# EXCERPTED PASSAGE

You may notice this design treats add and roundTo differently. add produces a new Money. roundTo mutates the existing one in place. That is your domain's call. The language stays out of it. The point is that 8.4 lets you make the call deliberately.
If you want the older immutable shape, you can still use readonly for fields that truly never change after construction:
final class OrderId
{
public function __construct(
public readonly string $value,
) {
if (!\Ramsey\Uuid\Uuid::isValid($value)) {
throw new \InvalidArgumentException(
"OrderId must be a valid UUID, got '{$value}'."
);
}
}
}
OrderId is the classic value object: identity, frozen forever, equality by value. Keep it readonly. The new asymmetric form is for the cases that fell between readonly and plain public.
Where the feature pulls its weight: aggregates with private state
The pattern shows up most clearly in aggregates — the root entities of your domain that own a cluster of value objects and enforce rules across them. An aggregate's whole job is to expose state for reading while gating every write through a business method.
Before 8.4, the canonical PHP shape was:
// PHP 8.3
final class Subscription
{
private SubscriptionStatus $status;
private ?DateTimeImmutable $cancelledAt = null;
public function __construct(
public readonly SubscriptionId $id,
) {
$this->status = SubscriptionStatus::Active;
}
public function status(): SubscriptionStatus { return $this->status; }
public function cancelledAt(): ?DateTimeImmutable { return $this->cancelledAt; }
public function cancel(DateTimeImmutable $at): void
{
if ($this->status !== SubscriptionStatus::Active) {
throw new \DomainException('Only active subscriptions can be cancelled.');
}
$this->status = SubscriptionStatus::Cancelled;
$this->cancelledAt = $at;
}
}
Every readable piece of state needs a getter method. The class fills up with status(), cancelledAt(), paidAt(), trialEndsAt(), on and on. Each getter is a one-liner. The noise adds up. Half the aggregate is method declarations whose only job is to return a field.

# JOBS
1. Condense the paragraph of the PHP 8.4 excerpt that begins "You may notice this design" into a short bulleted list that keeps its main facts.
2. In the PHP 8.4 excerpt, reproduce everything from "If you want" down to "and plain public.", substituting "read-only" for "readonly" wherever it occurs.

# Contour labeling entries
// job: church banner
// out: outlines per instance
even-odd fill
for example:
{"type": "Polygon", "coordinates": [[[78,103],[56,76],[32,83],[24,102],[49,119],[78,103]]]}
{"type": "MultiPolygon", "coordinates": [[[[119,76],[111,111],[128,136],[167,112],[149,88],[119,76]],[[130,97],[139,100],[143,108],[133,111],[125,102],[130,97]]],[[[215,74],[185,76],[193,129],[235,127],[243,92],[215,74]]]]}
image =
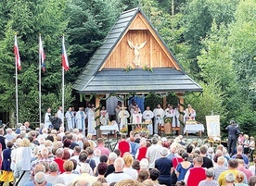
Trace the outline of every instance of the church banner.
{"type": "Polygon", "coordinates": [[[207,134],[210,139],[217,140],[221,137],[220,115],[206,116],[207,134]]]}

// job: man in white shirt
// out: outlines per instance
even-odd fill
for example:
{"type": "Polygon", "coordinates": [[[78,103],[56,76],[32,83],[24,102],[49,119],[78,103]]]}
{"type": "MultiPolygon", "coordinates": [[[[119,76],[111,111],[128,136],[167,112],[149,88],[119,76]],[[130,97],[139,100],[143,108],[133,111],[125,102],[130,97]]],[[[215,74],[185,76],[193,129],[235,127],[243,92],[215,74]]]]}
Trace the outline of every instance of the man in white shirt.
{"type": "Polygon", "coordinates": [[[108,184],[110,184],[111,182],[119,182],[123,180],[133,180],[133,177],[131,177],[129,174],[126,174],[122,171],[124,167],[124,161],[122,158],[118,157],[114,162],[115,167],[115,172],[109,174],[107,176],[106,180],[108,184]]]}
{"type": "Polygon", "coordinates": [[[159,132],[159,126],[163,126],[164,125],[164,115],[165,112],[164,110],[160,107],[160,105],[158,105],[157,107],[153,111],[154,117],[155,117],[155,122],[154,122],[154,132],[158,133],[159,132]]]}
{"type": "Polygon", "coordinates": [[[149,106],[146,107],[146,110],[143,112],[143,119],[144,122],[148,124],[147,130],[149,130],[149,134],[153,134],[153,126],[152,126],[152,118],[154,118],[153,112],[150,110],[149,106]]]}

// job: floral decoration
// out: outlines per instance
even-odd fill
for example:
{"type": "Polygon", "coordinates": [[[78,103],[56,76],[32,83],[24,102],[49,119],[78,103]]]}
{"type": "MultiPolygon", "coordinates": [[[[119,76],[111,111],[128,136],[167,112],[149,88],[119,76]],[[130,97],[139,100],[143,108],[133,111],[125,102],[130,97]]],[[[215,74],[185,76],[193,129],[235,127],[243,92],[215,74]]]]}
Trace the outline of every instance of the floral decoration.
{"type": "Polygon", "coordinates": [[[127,65],[126,68],[124,68],[123,71],[128,72],[128,71],[131,71],[133,69],[134,69],[134,68],[133,66],[127,65]]]}
{"type": "Polygon", "coordinates": [[[152,68],[149,65],[146,65],[143,67],[144,71],[153,71],[152,68]]]}
{"type": "Polygon", "coordinates": [[[120,132],[126,133],[128,131],[128,128],[126,125],[123,125],[122,128],[120,130],[120,132]]]}

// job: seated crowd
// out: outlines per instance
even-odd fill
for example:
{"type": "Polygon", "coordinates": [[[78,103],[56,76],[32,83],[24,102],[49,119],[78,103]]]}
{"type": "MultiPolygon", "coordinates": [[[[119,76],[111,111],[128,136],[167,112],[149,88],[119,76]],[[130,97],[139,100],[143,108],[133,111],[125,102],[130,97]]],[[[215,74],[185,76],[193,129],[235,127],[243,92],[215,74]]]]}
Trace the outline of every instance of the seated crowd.
{"type": "Polygon", "coordinates": [[[78,129],[18,131],[0,129],[1,176],[19,186],[226,186],[256,183],[256,159],[250,166],[242,145],[232,157],[226,148],[131,131],[121,135],[113,152],[105,140],[92,140],[78,129]]]}

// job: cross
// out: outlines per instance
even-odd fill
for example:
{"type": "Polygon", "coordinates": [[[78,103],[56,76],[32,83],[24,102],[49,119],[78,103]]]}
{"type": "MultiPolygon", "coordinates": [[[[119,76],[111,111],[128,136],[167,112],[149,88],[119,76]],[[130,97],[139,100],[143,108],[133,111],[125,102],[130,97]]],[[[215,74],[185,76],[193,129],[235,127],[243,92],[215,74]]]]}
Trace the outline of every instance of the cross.
{"type": "Polygon", "coordinates": [[[125,107],[123,105],[122,105],[121,109],[125,110],[127,107],[125,107]]]}

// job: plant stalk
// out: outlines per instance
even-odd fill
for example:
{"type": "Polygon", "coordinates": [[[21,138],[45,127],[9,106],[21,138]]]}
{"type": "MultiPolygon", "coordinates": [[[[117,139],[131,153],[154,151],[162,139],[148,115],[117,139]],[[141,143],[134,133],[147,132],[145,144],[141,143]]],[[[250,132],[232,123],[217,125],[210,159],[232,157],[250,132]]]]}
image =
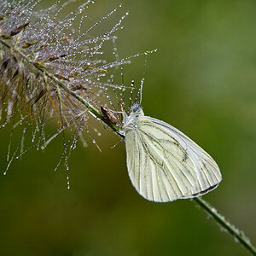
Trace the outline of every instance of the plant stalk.
{"type": "Polygon", "coordinates": [[[198,203],[207,213],[209,213],[224,229],[225,229],[235,239],[243,245],[253,255],[256,255],[256,248],[250,242],[242,232],[237,230],[234,225],[230,224],[224,216],[220,215],[215,208],[210,206],[206,201],[201,197],[195,197],[194,201],[198,203]]]}
{"type": "MultiPolygon", "coordinates": [[[[110,123],[108,119],[106,119],[103,115],[100,113],[99,110],[95,108],[90,102],[86,100],[69,90],[65,84],[63,84],[56,76],[49,73],[44,67],[37,65],[33,62],[28,56],[26,56],[23,52],[21,52],[19,49],[16,49],[11,46],[9,44],[6,42],[6,40],[0,38],[0,43],[9,48],[10,50],[18,53],[26,62],[32,65],[35,68],[41,71],[47,77],[52,79],[56,84],[61,87],[64,90],[66,90],[68,94],[73,96],[78,101],[79,101],[82,104],[84,104],[90,112],[91,112],[95,116],[100,119],[102,122],[104,122],[108,127],[110,127],[115,133],[120,136],[122,138],[125,138],[125,136],[120,132],[118,127],[110,123]]],[[[228,221],[224,219],[223,216],[217,212],[217,211],[212,207],[207,201],[202,200],[201,197],[194,198],[194,201],[199,204],[207,212],[208,212],[224,230],[226,230],[235,239],[237,239],[239,242],[243,245],[253,255],[256,255],[256,248],[253,246],[253,244],[249,241],[247,238],[237,229],[236,229],[232,224],[230,224],[228,221]]]]}

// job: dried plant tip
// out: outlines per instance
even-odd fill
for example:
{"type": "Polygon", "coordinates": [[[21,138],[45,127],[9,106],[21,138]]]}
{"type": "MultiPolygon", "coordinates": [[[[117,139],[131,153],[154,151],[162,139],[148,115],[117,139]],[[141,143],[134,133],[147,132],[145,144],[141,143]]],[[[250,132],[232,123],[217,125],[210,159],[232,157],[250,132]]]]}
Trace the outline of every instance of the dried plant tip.
{"type": "Polygon", "coordinates": [[[69,79],[65,78],[64,76],[59,74],[59,73],[55,73],[55,76],[60,79],[65,80],[65,81],[69,81],[69,79]]]}
{"type": "Polygon", "coordinates": [[[28,48],[28,47],[30,47],[30,46],[32,46],[32,45],[34,45],[34,44],[38,44],[38,41],[36,41],[36,42],[31,42],[31,43],[26,43],[26,44],[24,44],[21,46],[21,48],[26,49],[26,48],[28,48]]]}
{"type": "Polygon", "coordinates": [[[27,26],[29,24],[29,22],[26,22],[21,26],[20,26],[19,27],[15,28],[15,30],[11,31],[10,32],[10,36],[15,36],[16,34],[18,34],[21,30],[24,30],[26,28],[26,26],[27,26]]]}
{"type": "Polygon", "coordinates": [[[101,106],[101,110],[104,118],[108,122],[110,122],[113,125],[116,125],[119,122],[118,119],[114,116],[114,114],[110,111],[108,108],[101,106]]]}

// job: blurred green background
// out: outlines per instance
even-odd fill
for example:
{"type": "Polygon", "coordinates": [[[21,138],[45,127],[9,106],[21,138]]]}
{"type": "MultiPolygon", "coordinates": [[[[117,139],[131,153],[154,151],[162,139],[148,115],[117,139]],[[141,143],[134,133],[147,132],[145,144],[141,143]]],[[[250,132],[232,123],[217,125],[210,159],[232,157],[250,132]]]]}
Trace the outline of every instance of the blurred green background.
{"type": "MultiPolygon", "coordinates": [[[[144,58],[125,67],[137,83],[146,72],[145,113],[216,160],[223,182],[204,199],[255,244],[256,2],[99,0],[90,17],[120,3],[120,15],[130,15],[118,32],[119,55],[158,49],[146,67],[144,58]]],[[[129,180],[124,143],[109,149],[118,138],[102,130],[102,153],[89,140],[71,156],[69,190],[65,168],[54,172],[58,139],[1,175],[1,255],[248,255],[193,201],[143,199],[129,180]]],[[[0,131],[3,172],[9,136],[0,131]]]]}

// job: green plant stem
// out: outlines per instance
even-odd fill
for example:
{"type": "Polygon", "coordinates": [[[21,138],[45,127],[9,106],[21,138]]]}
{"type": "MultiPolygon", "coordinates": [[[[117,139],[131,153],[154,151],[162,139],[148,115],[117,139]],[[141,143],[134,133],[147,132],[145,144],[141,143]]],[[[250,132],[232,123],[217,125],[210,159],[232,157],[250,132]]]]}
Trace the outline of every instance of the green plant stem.
{"type": "MultiPolygon", "coordinates": [[[[119,136],[122,138],[125,138],[125,136],[120,132],[120,131],[113,125],[112,123],[108,122],[106,119],[104,119],[103,115],[95,108],[91,104],[90,104],[86,100],[82,98],[81,96],[75,94],[73,91],[69,90],[65,84],[63,84],[58,78],[56,78],[54,74],[49,73],[45,67],[42,67],[33,62],[32,60],[29,59],[25,54],[22,53],[19,49],[12,47],[5,40],[0,38],[0,43],[5,45],[9,49],[13,50],[14,52],[18,53],[26,62],[32,65],[35,68],[41,71],[44,73],[47,77],[52,79],[56,84],[61,87],[64,90],[66,90],[68,94],[73,96],[78,101],[79,101],[82,104],[84,104],[90,112],[91,112],[94,115],[96,115],[98,119],[100,119],[102,122],[104,122],[108,126],[109,126],[114,132],[116,132],[119,136]]],[[[237,239],[241,244],[242,244],[253,255],[256,255],[256,249],[252,245],[247,238],[237,229],[236,229],[233,225],[231,225],[228,221],[224,219],[223,216],[217,212],[217,211],[212,207],[207,201],[203,201],[200,197],[194,198],[194,201],[199,204],[204,210],[207,211],[224,230],[226,230],[235,239],[237,239]]]]}
{"type": "Polygon", "coordinates": [[[207,213],[209,213],[223,228],[224,228],[235,239],[237,239],[253,255],[256,255],[256,248],[250,242],[243,233],[238,230],[234,225],[230,224],[225,218],[220,215],[216,209],[210,206],[209,203],[202,200],[201,197],[194,198],[207,213]]]}

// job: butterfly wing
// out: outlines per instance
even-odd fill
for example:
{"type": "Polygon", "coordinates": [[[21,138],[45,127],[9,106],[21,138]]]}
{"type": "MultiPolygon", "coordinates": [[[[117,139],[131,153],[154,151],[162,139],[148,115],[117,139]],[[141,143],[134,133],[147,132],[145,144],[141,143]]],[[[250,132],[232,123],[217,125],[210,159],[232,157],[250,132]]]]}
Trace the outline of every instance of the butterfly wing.
{"type": "Polygon", "coordinates": [[[213,189],[221,181],[212,158],[172,125],[143,116],[125,131],[127,168],[144,198],[172,201],[213,189]]]}

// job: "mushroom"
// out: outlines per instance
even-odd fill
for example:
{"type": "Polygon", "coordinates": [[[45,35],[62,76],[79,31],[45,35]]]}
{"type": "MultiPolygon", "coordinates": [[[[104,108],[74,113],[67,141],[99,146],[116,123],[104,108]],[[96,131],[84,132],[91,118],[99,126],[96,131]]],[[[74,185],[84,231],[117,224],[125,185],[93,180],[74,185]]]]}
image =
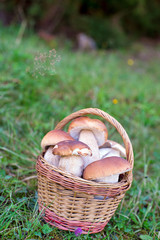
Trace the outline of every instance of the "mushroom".
{"type": "Polygon", "coordinates": [[[60,141],[74,140],[68,133],[62,130],[48,132],[41,141],[41,147],[45,151],[44,159],[51,165],[58,167],[59,156],[53,155],[53,147],[60,141]]]}
{"type": "Polygon", "coordinates": [[[130,163],[121,157],[107,157],[89,164],[83,178],[104,183],[117,183],[119,175],[132,169],[130,163]]]}
{"type": "Polygon", "coordinates": [[[125,148],[117,142],[107,140],[102,146],[100,146],[100,158],[104,157],[126,157],[125,148]]]}
{"type": "Polygon", "coordinates": [[[92,157],[83,157],[84,167],[100,159],[99,146],[104,144],[108,137],[103,122],[89,117],[79,117],[71,122],[68,132],[74,139],[84,142],[92,150],[92,157]]]}
{"type": "Polygon", "coordinates": [[[53,154],[60,156],[59,168],[81,177],[84,167],[82,156],[92,155],[92,151],[85,143],[68,140],[57,143],[53,154]]]}

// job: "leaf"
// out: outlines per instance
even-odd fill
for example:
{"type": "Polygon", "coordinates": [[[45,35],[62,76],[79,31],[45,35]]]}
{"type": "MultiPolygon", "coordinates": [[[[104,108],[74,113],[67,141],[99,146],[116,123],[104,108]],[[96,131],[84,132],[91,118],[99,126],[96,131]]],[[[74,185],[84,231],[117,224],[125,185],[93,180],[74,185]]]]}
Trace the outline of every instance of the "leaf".
{"type": "Polygon", "coordinates": [[[142,239],[142,240],[152,240],[152,239],[153,239],[152,237],[150,237],[150,236],[148,236],[148,235],[140,235],[139,237],[140,237],[140,239],[142,239]]]}
{"type": "Polygon", "coordinates": [[[50,227],[48,226],[48,224],[44,224],[43,227],[42,227],[42,232],[43,232],[44,234],[50,233],[50,232],[52,232],[52,228],[50,228],[50,227]]]}

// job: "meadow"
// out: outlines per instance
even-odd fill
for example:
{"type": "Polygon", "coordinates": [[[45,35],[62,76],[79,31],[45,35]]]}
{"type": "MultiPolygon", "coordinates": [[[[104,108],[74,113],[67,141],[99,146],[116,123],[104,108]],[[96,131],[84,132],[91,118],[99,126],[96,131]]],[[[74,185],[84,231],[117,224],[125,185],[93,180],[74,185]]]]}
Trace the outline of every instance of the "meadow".
{"type": "MultiPolygon", "coordinates": [[[[1,26],[1,239],[160,238],[160,67],[156,56],[138,57],[146,50],[136,44],[83,53],[1,26]],[[39,215],[35,164],[42,137],[70,113],[88,107],[106,111],[127,131],[134,180],[102,232],[76,237],[39,215]]],[[[120,142],[115,130],[108,129],[109,138],[120,142]]]]}

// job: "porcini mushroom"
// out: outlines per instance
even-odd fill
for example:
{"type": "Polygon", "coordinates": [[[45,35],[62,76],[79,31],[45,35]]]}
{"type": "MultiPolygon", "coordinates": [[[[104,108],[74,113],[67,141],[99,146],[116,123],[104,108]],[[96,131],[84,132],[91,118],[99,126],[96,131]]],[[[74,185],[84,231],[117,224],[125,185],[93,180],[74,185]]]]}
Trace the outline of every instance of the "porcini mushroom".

# EXPECTED RESPONSES
1.
- The design handles add and roundTo differently: add produces a new Money, while roundTo mutates the existing one in place.
- The choice belongs to your domain; the language stays out of it.
- 8.4 lets you make that choice deliberately.

2.
If you want the older immutable shape, you can still use read-only for fields that truly never change after construction:
final class OrderId
{
public function __construct(
public read-only string $value,
) {
if (!\Ramsey\Uuid\Uuid::isValid($value)) {
throw new \InvalidArgumentException(
"OrderId must be a valid UUID, got '{$value}'."
);
}
}
}
OrderId is the classic value object: identity, frozen forever, equality by value. Keep it read-only. The new asymmetric form is for the cases that fell between read-only and plain public.